_EXERCISE:_
Output the entries word for word. Omit images.

Image-grounded pointing data
Segment Open

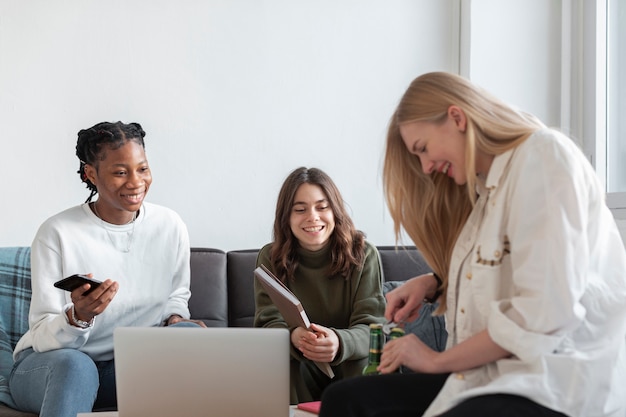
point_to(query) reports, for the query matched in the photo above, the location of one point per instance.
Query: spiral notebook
(197, 372)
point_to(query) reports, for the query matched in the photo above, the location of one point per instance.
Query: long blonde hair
(432, 208)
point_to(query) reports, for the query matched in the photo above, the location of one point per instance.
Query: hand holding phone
(74, 281)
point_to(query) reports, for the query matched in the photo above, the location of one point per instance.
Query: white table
(115, 413)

Segment Closed

_OUTPUT OF THE TASK:_
point_to(query) reports, for the query matched in the photo above, the location of one point per instance.
Query: spiral notebook
(197, 372)
point_to(query) reports, for the query matched in the photo above, the location of one point per instance.
Query: long blonde hair
(432, 208)
point_to(query) reports, for the query matched in the photo above, the location of one point per instance.
Query: hand holding phone
(74, 281)
point_to(query) reports, for the query matched in the photo above, the location of one point per instance.
Query: white table
(115, 413)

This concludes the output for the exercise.